▸ YOUR GOAL: The stretch from the line with "Target: utility belt" through the line with "Target: car windshield" in the records below: write it out exactly, and nothing else.

[Records from a collection]
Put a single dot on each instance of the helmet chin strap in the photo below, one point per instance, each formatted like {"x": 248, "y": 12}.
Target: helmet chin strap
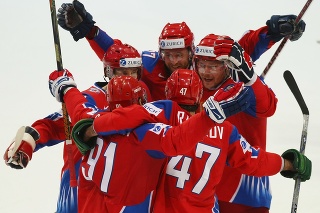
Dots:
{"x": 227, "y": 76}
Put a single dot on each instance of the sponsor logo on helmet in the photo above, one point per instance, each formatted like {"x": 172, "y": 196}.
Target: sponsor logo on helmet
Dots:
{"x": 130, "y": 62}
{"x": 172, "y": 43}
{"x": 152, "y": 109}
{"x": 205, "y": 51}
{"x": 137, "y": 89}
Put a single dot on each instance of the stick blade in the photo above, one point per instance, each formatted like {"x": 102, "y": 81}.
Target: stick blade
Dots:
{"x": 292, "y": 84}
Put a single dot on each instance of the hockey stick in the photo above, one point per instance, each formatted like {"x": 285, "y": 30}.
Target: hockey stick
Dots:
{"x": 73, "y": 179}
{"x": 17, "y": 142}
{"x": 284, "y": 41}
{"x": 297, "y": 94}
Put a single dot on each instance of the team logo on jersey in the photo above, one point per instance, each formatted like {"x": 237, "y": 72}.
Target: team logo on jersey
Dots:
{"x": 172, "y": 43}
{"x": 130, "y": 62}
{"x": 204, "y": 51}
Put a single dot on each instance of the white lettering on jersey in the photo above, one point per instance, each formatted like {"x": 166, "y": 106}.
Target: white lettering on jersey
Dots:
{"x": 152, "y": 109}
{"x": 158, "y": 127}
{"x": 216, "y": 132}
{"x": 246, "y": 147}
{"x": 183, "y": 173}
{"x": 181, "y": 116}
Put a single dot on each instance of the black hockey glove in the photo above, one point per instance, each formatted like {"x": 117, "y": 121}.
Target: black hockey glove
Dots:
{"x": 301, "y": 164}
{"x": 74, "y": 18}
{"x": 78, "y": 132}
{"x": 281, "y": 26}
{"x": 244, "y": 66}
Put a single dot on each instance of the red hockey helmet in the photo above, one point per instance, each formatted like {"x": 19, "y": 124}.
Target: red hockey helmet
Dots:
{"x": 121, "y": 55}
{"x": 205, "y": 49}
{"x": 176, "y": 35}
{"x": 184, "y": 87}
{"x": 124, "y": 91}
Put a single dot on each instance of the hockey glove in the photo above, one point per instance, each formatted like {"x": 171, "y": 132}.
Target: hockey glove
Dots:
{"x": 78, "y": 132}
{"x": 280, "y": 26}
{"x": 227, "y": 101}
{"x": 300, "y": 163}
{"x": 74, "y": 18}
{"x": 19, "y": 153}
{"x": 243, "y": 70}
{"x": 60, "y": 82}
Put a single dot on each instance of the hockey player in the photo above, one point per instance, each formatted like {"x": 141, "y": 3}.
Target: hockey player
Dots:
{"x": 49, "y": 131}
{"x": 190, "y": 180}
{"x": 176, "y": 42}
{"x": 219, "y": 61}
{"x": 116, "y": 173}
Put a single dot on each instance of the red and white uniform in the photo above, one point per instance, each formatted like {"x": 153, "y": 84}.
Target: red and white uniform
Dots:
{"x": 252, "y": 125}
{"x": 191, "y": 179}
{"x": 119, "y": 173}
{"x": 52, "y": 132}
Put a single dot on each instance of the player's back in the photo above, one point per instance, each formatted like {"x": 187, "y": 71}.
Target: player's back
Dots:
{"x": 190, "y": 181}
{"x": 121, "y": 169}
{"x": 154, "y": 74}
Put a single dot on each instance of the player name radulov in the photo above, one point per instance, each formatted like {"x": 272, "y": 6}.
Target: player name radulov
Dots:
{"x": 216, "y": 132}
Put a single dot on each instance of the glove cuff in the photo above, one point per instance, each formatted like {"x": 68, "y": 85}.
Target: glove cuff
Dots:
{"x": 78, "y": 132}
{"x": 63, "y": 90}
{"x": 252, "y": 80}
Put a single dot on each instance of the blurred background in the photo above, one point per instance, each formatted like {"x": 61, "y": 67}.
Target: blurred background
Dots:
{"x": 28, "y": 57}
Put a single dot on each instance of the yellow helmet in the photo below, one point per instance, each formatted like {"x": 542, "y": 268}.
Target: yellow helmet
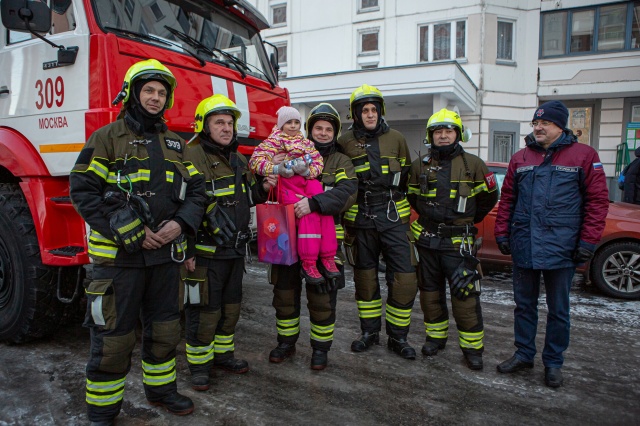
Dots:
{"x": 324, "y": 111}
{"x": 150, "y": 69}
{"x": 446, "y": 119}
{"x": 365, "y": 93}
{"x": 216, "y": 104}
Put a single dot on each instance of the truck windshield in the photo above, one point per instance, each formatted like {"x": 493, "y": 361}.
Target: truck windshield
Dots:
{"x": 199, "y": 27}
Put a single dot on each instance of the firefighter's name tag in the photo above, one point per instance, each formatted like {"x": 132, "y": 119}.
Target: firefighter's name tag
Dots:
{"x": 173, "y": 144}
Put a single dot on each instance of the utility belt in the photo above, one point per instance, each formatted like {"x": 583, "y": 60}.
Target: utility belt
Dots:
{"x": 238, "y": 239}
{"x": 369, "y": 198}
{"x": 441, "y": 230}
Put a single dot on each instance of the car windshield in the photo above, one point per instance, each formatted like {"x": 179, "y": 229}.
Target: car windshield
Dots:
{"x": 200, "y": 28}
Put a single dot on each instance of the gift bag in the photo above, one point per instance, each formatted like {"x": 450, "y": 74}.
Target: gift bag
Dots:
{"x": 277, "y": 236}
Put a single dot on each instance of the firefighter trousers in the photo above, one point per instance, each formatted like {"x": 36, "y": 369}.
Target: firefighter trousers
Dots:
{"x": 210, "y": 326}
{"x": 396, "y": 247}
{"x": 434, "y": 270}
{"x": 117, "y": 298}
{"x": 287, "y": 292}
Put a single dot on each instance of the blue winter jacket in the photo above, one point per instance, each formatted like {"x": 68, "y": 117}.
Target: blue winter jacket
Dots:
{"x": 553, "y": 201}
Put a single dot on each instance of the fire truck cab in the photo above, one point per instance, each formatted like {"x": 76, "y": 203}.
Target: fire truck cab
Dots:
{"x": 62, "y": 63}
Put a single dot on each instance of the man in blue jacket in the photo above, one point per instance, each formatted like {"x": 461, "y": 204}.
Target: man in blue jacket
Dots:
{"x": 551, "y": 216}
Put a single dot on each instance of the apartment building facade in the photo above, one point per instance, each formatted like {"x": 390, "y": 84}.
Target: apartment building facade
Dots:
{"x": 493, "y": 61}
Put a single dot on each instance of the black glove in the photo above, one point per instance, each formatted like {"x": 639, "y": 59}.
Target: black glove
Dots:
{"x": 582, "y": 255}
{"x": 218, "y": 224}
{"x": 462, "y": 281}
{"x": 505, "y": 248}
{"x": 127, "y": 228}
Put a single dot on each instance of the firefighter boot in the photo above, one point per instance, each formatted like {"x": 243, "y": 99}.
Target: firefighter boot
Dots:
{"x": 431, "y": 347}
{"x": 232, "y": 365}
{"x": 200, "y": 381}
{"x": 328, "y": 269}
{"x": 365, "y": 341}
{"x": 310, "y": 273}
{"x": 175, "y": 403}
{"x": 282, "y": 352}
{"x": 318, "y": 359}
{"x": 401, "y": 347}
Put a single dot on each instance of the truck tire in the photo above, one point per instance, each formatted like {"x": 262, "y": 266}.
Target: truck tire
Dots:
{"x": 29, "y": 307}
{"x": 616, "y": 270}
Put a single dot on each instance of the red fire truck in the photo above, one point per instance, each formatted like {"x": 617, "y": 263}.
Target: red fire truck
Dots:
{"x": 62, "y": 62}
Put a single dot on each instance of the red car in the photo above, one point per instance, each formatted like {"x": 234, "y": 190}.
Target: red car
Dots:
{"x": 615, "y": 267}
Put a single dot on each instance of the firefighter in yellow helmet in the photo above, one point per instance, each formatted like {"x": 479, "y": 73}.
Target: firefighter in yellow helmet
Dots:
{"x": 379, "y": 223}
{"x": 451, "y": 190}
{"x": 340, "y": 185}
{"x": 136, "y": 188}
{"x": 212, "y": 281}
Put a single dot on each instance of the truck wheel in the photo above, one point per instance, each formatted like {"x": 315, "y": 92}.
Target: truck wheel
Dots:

▸ PROBLEM SOLUTION:
Target: utility belt
Dots:
{"x": 238, "y": 239}
{"x": 369, "y": 198}
{"x": 441, "y": 230}
Put a single dot on each instance of the car windshield in the photo above, one point per instance, each formatted like {"x": 179, "y": 229}.
Target: car windshield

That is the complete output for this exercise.